» **Stated goal**
Count the lines of the records that contain the string "ridge". Reply with the number only.

### Data in this exercise ###

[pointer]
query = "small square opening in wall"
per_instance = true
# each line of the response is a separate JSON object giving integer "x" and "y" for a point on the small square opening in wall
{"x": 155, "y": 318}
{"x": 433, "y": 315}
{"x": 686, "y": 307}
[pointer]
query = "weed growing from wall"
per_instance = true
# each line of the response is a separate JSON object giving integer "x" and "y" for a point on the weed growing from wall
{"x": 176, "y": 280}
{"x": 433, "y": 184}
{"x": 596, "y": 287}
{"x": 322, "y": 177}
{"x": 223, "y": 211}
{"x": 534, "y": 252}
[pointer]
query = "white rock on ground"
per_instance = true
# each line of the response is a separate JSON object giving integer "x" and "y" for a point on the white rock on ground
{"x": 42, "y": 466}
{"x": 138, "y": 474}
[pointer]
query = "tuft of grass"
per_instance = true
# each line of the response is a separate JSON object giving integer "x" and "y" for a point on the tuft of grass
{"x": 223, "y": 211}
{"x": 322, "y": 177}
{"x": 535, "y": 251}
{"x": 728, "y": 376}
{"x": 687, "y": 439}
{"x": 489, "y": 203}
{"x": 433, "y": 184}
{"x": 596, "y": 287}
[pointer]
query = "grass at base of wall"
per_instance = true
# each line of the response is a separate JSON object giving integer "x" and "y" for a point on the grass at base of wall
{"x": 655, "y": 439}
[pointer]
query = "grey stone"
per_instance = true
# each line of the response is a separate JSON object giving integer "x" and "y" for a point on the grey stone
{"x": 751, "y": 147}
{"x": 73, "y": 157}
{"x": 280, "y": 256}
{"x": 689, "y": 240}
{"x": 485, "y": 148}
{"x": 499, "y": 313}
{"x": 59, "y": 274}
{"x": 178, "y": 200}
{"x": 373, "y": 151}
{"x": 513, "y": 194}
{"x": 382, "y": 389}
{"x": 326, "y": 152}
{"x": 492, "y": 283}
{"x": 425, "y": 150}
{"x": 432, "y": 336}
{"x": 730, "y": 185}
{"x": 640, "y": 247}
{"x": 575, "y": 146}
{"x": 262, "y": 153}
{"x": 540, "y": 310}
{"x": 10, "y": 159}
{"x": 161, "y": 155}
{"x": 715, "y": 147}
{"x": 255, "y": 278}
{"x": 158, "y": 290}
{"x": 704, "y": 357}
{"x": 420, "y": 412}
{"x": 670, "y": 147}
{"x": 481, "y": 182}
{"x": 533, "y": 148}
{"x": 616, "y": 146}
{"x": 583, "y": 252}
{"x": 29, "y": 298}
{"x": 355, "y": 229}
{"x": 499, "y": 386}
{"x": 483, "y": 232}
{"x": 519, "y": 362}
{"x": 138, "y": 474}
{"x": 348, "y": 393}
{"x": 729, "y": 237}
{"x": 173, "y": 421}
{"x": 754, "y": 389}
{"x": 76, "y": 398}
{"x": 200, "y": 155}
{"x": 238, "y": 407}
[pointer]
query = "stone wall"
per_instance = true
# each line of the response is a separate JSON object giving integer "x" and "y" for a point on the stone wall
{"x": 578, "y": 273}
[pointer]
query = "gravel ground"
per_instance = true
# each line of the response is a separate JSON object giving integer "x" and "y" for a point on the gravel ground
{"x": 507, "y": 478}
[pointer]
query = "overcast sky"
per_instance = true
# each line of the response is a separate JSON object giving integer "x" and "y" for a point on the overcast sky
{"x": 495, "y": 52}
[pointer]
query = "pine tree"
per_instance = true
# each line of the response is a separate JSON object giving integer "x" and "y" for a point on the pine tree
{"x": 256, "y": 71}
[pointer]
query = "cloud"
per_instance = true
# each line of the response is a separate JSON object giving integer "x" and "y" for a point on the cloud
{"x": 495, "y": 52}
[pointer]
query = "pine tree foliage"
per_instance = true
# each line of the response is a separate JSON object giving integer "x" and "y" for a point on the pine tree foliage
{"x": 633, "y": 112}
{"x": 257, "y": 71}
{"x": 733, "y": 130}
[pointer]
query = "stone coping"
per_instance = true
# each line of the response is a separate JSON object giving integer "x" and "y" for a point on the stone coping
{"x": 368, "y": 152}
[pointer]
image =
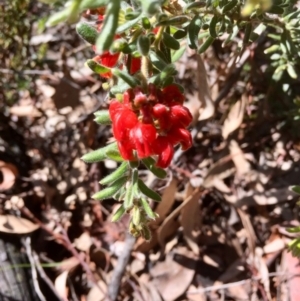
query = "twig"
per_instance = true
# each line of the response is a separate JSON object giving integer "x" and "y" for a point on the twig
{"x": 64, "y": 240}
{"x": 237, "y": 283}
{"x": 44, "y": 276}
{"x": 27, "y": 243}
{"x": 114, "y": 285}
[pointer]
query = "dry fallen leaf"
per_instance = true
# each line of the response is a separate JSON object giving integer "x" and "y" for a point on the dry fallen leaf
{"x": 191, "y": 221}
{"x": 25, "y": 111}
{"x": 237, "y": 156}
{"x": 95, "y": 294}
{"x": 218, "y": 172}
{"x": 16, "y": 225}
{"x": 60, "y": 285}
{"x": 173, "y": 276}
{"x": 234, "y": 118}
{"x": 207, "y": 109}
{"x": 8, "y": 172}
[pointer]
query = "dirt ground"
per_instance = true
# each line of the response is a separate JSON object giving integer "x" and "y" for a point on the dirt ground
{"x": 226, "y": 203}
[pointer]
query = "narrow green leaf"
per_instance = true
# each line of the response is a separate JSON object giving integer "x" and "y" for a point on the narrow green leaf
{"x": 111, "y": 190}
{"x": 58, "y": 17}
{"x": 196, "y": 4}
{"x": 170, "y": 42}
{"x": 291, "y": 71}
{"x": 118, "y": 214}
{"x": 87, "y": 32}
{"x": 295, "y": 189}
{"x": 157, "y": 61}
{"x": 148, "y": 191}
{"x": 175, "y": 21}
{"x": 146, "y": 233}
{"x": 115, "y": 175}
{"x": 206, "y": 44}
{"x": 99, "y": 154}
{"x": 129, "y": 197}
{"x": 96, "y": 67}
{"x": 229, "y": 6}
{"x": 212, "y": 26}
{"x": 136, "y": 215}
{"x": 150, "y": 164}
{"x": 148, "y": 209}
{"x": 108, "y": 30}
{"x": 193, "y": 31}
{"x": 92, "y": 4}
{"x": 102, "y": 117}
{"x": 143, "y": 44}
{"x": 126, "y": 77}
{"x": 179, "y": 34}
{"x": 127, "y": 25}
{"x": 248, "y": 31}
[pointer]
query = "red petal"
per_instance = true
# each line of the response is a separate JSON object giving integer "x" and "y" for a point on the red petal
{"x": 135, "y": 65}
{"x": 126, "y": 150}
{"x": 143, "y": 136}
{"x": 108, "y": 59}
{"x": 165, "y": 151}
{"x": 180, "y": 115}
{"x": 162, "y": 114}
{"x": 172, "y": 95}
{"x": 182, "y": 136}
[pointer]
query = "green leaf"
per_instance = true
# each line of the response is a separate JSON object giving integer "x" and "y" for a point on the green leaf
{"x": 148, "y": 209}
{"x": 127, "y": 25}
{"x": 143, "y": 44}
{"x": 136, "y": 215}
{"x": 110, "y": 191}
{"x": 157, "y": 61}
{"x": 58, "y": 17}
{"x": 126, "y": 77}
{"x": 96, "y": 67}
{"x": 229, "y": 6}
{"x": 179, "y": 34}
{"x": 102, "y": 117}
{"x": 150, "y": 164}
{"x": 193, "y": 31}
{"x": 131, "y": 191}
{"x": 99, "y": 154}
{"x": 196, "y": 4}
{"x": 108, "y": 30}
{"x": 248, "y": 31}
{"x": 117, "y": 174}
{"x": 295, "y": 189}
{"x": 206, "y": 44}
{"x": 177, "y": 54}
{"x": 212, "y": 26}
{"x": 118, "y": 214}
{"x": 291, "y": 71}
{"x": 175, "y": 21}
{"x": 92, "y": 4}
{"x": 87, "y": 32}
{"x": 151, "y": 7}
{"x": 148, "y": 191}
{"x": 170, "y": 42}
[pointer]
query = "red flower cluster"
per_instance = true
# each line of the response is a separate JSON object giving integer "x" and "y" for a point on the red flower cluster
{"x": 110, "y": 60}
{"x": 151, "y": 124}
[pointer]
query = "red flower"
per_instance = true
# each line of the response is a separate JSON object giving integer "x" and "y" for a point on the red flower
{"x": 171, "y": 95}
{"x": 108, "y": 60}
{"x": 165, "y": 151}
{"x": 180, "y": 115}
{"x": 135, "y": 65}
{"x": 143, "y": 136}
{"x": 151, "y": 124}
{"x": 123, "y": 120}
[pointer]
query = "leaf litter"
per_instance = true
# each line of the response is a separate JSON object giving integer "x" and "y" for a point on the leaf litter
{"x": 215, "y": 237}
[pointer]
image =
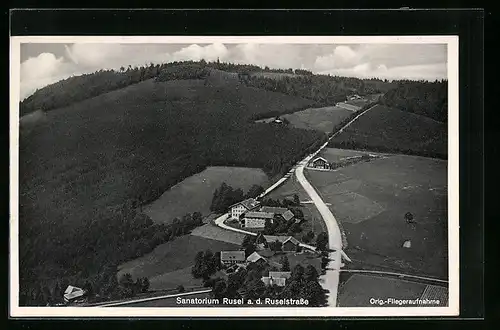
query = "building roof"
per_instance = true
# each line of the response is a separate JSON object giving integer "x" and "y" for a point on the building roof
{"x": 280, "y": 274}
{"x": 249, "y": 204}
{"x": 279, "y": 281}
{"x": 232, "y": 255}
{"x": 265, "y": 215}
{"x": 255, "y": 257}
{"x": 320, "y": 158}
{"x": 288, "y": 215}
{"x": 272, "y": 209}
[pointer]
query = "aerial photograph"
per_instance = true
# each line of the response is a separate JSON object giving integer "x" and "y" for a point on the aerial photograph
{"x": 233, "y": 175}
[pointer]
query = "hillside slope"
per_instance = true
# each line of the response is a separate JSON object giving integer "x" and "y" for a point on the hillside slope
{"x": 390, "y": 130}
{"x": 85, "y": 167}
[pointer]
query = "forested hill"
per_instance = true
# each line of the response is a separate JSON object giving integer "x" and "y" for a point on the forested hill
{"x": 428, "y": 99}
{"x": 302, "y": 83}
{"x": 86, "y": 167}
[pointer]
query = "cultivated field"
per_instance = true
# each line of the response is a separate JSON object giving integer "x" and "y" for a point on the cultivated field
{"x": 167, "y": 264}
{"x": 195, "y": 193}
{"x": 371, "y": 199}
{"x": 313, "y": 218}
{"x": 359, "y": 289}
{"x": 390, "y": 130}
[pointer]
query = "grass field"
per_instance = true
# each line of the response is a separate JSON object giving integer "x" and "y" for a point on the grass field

###
### Data in this exercise ###

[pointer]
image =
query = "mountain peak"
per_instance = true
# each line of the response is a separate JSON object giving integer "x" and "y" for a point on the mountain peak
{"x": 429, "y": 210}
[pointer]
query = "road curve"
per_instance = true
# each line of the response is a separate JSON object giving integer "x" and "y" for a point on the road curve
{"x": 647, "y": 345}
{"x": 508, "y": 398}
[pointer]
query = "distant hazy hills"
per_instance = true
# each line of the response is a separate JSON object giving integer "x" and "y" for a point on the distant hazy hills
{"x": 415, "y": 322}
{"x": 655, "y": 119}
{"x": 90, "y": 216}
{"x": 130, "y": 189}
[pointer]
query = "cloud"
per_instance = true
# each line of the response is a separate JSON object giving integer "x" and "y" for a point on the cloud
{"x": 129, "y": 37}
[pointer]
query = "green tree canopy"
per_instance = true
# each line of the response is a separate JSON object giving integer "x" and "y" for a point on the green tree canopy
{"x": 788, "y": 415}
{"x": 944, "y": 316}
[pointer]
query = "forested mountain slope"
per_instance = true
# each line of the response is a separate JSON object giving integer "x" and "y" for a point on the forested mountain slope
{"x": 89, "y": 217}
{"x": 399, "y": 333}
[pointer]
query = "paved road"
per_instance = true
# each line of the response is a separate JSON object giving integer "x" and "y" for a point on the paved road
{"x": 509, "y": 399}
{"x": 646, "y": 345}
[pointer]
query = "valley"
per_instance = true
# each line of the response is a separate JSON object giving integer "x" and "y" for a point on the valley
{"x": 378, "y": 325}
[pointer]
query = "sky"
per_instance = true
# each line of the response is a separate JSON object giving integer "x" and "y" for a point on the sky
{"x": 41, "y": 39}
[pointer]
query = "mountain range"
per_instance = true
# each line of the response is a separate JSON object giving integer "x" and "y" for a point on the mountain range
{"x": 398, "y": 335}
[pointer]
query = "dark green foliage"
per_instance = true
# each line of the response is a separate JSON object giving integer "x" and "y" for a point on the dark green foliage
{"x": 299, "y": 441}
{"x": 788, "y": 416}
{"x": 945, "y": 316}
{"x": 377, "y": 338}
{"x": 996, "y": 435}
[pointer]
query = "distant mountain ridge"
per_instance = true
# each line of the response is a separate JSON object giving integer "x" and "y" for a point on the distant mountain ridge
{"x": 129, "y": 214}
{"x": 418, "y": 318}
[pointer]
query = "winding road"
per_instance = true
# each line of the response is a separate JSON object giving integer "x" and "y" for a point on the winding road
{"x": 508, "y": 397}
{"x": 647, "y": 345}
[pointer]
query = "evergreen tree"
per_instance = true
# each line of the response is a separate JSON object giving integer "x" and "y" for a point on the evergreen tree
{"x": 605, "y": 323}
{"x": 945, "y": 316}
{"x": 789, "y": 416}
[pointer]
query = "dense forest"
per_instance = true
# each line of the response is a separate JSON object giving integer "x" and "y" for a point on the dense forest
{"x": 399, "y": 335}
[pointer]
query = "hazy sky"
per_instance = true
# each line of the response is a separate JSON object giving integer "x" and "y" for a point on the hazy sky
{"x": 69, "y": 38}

###

» **Exercise answer**
2